**Provided passage**
[Start of Attachment]

Boston Sunday Globe

Let pharmacist­s prescribe addiction medicine

- By Traci Green, Jeffrey Bratberg, and Josiah Rich

In early 2022, a woman we’re calling Joan was about to lose her temporary COVID-19 housing at a hotel in Warwick, R.I., and she had no reliable transporta­tion or cell phone. Worse, she was no longer receiving buprenorph­ine, a medication she took for her opioid use disorder. Having felt regularly stigmatize­d by the health care system, she had little hope she could find a doctor willing to treat her.

Joan turned to street fentanyl for relief from feeling sick. Then she was approached by a research study team at Rhode Island Hospital, who offered her an opportunit­y to try something new: sameday treatment at a pharmacy in her community.

Following a brief assessment, the specially trained pharmacist called an addiction medicine physician at the Lifespan Recovery Center to collaborat­e on Joan’s care. The pharmacist then educated Joan on how to safely take buprenorph­ine on her own and gave her a week’s supply until her next visit — all in about an hour.

Although medication­s like buprenorph­ine and methadone are safe and effective at treating addiction and preventing overdose and death, regulatory hurdles have prevented these treatments from being widely utilized. A recent national study estimated that 87 percent of people with opioid use disorder never receive any medication treatment.

Those who do receive treatment often have to manage long-distance travel, inconvenie­nt hours, stigma, and strict rules that can seem impossible to follow. Joan had lost hope that she would get the care she deserved.

She was able to get help at a neighborho­od pharmacy because of a study we conducted in which pharmacist­s in Rhode Island got special training to directly provide patients with buprenorph­ine. That meant patients could walk in and ask to start treatment, and the pharmacist could initiate the process. The pharmacist did this in consultati­on with a physician, but the patient did not have to see the physician first. We wrote about this research, the MATPharm Study, last week in the New England Journal of Medicine.

[End of Attachment]

**Stored records**
[Start of Attachment]

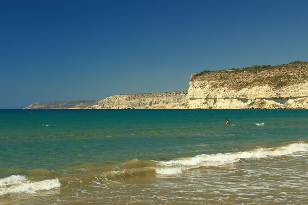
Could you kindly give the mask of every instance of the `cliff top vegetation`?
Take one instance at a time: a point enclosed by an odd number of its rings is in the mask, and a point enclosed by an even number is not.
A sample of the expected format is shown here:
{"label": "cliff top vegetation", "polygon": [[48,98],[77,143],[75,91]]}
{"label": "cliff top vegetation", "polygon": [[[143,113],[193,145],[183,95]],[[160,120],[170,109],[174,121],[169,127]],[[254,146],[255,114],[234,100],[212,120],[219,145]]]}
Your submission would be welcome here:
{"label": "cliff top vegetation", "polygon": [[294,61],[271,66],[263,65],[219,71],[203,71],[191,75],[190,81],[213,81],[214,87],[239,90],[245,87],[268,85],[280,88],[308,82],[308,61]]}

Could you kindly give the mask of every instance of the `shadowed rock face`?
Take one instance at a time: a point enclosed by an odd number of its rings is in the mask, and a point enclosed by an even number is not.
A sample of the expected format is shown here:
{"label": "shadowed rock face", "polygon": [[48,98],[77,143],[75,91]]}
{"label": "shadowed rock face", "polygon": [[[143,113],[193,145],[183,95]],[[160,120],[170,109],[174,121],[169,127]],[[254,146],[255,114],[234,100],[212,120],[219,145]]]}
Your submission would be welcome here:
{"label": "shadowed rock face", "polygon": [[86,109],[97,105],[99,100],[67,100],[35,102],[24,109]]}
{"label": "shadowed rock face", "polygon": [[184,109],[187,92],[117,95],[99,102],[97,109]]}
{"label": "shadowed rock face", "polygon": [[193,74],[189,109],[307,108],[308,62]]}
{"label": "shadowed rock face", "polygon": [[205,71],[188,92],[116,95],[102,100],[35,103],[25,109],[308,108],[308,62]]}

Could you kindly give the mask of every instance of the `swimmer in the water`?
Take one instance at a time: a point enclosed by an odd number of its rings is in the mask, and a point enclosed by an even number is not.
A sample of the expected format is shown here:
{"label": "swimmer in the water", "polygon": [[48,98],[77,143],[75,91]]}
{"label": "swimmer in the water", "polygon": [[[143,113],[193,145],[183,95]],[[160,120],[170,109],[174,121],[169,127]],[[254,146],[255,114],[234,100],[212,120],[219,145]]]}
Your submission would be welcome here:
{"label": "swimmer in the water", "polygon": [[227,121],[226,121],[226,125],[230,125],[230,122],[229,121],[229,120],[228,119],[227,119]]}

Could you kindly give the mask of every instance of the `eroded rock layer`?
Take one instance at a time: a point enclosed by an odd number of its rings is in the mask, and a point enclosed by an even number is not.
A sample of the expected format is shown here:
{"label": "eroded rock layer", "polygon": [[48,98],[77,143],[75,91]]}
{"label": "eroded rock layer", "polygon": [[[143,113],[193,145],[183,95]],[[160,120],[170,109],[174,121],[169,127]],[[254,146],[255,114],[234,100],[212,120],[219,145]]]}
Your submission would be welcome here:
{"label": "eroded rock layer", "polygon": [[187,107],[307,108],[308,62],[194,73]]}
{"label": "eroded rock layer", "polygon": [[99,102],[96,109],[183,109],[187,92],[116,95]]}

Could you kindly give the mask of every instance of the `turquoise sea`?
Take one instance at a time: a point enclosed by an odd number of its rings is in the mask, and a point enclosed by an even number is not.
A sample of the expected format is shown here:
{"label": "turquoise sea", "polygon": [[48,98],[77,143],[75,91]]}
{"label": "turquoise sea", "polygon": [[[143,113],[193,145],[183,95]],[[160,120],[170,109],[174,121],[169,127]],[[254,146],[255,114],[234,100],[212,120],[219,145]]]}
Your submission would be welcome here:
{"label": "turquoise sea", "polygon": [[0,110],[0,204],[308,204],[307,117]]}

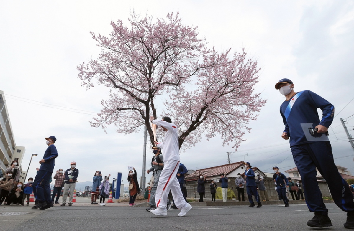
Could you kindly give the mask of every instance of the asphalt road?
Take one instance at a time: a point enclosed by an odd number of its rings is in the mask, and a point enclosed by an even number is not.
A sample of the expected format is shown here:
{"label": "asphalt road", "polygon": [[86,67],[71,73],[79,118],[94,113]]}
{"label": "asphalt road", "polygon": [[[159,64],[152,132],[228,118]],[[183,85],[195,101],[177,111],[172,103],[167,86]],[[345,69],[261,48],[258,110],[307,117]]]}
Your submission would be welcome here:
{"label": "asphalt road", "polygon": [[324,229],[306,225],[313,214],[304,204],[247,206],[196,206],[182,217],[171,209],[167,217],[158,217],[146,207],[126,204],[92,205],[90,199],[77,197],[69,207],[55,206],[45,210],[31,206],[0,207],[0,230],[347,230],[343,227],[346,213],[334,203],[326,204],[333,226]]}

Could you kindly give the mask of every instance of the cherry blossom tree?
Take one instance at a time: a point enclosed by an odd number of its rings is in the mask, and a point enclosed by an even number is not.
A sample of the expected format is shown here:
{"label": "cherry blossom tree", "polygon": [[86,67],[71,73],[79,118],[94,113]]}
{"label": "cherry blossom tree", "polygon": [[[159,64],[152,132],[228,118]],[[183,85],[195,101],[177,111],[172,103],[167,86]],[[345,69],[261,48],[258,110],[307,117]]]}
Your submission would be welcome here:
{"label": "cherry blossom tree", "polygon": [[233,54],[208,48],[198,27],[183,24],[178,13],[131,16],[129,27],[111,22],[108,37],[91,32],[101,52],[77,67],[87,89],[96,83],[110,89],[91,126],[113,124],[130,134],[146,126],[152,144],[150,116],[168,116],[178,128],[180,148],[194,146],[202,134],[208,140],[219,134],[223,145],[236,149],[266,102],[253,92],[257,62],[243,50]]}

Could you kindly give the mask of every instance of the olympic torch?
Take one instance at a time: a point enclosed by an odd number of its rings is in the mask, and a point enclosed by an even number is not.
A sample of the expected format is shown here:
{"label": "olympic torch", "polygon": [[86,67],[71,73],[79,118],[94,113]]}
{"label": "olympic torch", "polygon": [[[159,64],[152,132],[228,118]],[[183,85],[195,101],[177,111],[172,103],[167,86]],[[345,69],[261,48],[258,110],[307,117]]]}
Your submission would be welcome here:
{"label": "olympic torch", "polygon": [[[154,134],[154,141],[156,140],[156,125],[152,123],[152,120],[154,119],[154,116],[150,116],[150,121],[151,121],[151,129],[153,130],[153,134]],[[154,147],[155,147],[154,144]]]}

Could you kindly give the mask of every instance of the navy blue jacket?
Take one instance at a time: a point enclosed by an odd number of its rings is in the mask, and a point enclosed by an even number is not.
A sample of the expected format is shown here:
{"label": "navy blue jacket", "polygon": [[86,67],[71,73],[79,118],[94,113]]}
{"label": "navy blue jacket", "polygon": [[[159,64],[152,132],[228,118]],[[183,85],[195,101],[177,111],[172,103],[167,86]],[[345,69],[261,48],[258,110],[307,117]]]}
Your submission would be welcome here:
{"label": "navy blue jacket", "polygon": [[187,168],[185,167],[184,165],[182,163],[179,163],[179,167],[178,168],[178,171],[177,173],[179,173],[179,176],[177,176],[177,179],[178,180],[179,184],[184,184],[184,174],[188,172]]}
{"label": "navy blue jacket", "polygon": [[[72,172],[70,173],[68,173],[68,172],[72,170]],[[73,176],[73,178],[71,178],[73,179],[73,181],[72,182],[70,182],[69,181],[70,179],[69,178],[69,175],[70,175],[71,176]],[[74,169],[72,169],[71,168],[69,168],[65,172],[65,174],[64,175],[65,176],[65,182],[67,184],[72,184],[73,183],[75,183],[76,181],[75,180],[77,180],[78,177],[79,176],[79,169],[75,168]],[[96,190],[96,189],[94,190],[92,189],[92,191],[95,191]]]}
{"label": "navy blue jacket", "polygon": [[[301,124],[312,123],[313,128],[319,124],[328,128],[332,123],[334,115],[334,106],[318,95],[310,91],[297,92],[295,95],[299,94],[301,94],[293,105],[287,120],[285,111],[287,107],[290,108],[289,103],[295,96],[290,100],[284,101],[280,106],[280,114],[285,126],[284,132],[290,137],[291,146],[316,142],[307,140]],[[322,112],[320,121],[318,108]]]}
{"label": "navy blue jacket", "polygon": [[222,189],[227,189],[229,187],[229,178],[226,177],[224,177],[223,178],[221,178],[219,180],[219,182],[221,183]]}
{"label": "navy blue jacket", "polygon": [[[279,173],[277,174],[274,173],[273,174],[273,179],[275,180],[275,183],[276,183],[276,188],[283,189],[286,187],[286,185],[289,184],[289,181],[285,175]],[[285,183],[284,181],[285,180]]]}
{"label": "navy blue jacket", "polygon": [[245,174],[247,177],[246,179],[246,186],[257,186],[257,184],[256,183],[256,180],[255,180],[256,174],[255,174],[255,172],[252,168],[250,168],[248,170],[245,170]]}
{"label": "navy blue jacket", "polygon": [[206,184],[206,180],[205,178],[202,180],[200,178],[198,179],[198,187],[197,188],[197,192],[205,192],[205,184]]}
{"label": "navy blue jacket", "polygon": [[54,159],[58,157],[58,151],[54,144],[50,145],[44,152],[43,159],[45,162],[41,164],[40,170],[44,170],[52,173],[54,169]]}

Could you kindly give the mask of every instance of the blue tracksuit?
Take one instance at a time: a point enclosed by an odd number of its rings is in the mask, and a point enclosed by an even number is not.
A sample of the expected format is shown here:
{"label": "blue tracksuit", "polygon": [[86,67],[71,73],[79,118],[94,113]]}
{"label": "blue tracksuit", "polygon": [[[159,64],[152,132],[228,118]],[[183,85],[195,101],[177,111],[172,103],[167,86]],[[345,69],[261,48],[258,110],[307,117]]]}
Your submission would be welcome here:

[End of Attachment]

**Parts of the exercise**
(a) Reproduce the passage of the op-ed on pharmacist-prescribed addiction medicine, starting at "Boston Sunday Globe" and ending at "in her community.".
(b) According to the op-ed on pharmacist-prescribed addiction medicine, what share of people with opioid use disorder never receive any medication treatment?
None of the rows are needed.

**Solutions to the tasks**
(a)
Boston Sunday Globe

Let pharmacist­s prescribe addiction medicine

- By Traci Green, Jeffrey Bratberg, and Josiah Rich

In early 2022, a woman we’re calling Joan was about to lose her temporary COVID-19 housing at a hotel in Warwick, R.I., and she had no reliable transporta­tion or cell phone. Worse, she was no longer receiving buprenorph­ine, a medication she took for her opioid use disorder. Having felt regularly stigmatize­d by the health care system, she had little hope she could find a doctor willing to treat her.

Joan turned to street fentanyl for relief from feeling sick. Then she was approached by a research study team at Rhode Island Hospital, who offered her an opportunit­y to try something new: sameday treatment at a pharmacy in her community.

(b) 87 percent, according to a recent national study.